TASK DETAILS: Give the line containing "fog in background." again, exactly, along with all later lines of the entries, through the last one.
........
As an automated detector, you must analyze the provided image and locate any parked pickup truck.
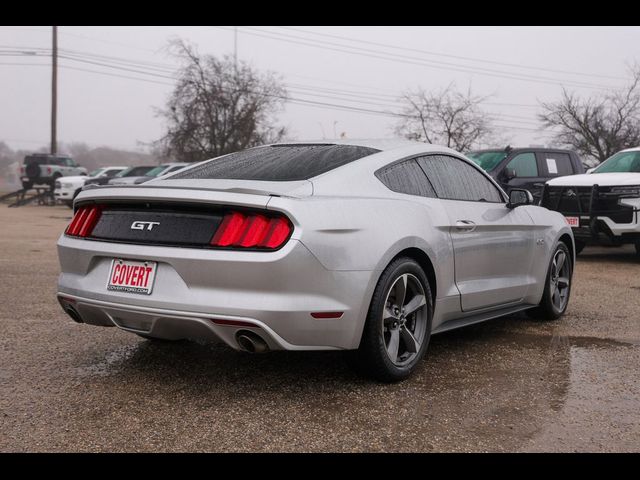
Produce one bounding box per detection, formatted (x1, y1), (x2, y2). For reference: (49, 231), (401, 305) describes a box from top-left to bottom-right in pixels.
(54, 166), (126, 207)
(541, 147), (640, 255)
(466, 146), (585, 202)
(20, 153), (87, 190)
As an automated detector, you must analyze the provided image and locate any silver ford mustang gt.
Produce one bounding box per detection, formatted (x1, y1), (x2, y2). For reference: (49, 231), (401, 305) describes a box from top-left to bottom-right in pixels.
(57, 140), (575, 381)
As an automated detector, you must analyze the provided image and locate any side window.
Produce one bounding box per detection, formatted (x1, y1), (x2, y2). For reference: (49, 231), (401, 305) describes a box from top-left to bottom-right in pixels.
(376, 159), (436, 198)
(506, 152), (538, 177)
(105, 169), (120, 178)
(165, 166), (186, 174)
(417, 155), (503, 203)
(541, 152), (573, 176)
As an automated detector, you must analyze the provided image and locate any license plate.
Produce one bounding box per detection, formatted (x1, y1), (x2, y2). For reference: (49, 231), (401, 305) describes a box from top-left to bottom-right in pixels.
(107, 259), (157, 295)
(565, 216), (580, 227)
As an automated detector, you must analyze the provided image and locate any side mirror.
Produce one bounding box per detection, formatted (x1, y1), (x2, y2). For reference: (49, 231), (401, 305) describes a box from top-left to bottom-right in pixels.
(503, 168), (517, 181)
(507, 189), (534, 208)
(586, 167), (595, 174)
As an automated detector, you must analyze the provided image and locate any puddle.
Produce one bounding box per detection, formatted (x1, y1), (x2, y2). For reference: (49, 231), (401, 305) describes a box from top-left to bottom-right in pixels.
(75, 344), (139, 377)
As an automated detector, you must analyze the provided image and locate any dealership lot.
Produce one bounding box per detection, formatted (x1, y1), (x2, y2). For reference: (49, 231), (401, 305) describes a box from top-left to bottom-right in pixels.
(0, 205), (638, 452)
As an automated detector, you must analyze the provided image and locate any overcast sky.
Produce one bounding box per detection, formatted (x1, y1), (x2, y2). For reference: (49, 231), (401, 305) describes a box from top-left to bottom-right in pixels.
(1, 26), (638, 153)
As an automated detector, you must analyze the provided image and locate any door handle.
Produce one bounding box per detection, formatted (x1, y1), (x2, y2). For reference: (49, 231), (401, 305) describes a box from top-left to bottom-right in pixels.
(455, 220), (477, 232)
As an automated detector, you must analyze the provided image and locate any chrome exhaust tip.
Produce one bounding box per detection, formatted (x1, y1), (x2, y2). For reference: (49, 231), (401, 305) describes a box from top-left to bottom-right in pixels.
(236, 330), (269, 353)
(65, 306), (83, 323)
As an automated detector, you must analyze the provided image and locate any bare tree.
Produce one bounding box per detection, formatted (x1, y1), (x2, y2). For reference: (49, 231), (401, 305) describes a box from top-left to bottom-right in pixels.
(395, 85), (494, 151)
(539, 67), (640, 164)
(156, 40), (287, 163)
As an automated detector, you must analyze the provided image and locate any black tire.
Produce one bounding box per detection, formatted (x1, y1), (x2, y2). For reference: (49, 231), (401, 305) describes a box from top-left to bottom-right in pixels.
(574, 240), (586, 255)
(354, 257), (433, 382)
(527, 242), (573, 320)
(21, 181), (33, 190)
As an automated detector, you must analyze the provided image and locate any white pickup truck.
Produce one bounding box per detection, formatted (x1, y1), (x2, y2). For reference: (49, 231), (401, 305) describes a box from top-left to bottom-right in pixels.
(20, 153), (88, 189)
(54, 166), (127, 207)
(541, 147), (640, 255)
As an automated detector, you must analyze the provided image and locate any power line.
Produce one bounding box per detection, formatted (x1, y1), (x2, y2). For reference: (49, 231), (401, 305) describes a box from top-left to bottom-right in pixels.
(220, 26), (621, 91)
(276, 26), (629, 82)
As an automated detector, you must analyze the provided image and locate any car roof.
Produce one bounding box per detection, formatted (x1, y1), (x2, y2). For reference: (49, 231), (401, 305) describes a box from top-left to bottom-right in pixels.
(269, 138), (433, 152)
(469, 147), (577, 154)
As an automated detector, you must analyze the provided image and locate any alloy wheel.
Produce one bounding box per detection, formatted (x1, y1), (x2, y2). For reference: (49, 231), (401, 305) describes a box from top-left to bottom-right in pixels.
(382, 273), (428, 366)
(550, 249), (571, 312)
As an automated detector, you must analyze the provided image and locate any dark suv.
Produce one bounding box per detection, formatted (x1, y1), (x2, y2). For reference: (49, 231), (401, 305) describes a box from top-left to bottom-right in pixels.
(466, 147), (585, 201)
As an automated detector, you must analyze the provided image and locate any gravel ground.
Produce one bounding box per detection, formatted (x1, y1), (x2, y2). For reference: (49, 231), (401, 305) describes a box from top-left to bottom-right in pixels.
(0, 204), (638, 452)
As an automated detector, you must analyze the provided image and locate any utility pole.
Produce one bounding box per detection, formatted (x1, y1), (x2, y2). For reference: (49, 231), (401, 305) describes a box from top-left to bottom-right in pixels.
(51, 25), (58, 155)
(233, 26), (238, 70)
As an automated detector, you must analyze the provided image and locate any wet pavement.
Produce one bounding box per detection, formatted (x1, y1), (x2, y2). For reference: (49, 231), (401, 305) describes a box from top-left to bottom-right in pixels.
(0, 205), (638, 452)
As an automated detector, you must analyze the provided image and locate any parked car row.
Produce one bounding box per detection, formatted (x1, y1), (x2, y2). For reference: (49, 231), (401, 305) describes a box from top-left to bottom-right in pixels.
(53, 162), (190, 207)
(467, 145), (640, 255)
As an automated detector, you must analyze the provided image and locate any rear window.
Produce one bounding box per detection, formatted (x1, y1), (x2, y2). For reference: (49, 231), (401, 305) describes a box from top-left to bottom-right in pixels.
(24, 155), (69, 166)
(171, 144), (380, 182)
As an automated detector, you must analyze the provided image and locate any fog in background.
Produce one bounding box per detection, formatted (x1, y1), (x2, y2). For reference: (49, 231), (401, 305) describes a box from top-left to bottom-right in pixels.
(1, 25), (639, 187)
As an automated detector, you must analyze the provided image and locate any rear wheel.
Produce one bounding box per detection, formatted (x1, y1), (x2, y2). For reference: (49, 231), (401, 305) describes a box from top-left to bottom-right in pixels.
........
YOUR SOLUTION:
As an automated detector, you must analyze the provided image and locate any fog in background.
Produce one bounding box per detection, formatted (x1, y1), (x2, y2). For reference: (49, 231), (401, 305) describes a box from top-left to bottom-right in pixels.
(1, 25), (639, 187)
As an automated detector, you must analyze the provided image and locate any rear wheel.
Produce one bounding box per detection, formatted (x1, y1), (x2, y2). For reference: (49, 231), (401, 305) describes a box from top-left to bottom-right in pixels.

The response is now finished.